WORK REQUIRED:
Write out the passage in the paper summary below from "Significance. If the" up to and including "zero-shot document transcription.", preserving its wording precisely.

STUDY TEXT:
+ + + +
Summary. The paper investigates zero-shot multi-page handwritten document transcription using multi-modal LLMs (MLLMs). It argues that page-level usage of MLLMs discards shared context such as semantic content and handwriting style across pages in real multi-page documents. The authors construct a benchmark by combining existing single-page datasets with a new Malvern-Hills dataset, and introduce two prompting strategies (OCR+PAGE-1 and OCR+PAGE-N) that share context across pages while limiting prompt length. They evaluate combinations of OCR, LLM post-processing, and MLLM end-to-end transcription, claiming the new strategies outperform prior approaches.

Significance. If the results are robust, the work offers practical guidance on leveraging shared document context in MLLM prompting for HTR without fine-tuning, addressing a gap in handling authentic multi-page documents. The new Malvern-Hills dataset and multi-page benchmark constitute a concrete contribution that could support future research in zero-shot document transcription.
+ + + +
DATA FOR REVIEW:

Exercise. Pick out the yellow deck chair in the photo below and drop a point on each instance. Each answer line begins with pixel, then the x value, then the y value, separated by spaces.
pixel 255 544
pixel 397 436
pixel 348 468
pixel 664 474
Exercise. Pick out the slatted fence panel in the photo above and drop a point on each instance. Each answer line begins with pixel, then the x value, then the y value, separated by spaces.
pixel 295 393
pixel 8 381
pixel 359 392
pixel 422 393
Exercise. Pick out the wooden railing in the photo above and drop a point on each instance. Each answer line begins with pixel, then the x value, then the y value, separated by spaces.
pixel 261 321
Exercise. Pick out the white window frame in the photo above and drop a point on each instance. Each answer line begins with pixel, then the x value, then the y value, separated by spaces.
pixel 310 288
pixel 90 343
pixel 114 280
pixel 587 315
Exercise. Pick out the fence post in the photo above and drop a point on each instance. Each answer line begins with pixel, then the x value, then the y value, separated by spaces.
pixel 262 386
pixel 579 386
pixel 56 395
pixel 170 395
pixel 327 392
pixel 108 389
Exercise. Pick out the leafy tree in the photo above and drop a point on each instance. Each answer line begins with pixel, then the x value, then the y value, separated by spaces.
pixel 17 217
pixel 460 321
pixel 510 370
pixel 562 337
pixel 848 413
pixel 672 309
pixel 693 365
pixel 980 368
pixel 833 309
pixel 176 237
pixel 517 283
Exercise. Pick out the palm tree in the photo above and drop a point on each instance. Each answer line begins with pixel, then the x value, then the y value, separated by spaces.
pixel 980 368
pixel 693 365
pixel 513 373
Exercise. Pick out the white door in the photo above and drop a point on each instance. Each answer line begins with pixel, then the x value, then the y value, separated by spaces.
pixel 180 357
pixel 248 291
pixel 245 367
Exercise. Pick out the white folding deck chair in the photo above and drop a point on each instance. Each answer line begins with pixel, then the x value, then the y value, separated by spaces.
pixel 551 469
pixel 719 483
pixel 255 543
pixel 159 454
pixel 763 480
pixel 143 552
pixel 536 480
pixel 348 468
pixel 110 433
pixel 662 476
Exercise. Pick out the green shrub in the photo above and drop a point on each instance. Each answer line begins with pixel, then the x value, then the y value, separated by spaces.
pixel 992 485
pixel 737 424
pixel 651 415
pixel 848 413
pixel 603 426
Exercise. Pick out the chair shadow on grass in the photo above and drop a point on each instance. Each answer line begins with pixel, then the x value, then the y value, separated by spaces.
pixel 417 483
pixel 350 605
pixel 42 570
+ + + +
RESPONSE:
Significance. If the results are robust, the work offers practical guidance on leveraging shared document context in MLLM prompting for HTR without fine-tuning, addressing a gap in handling authentic multi-page documents. The new Malvern-Hills dataset and multi-page benchmark constitute a concrete contribution that could support future research in zero-shot document transcription.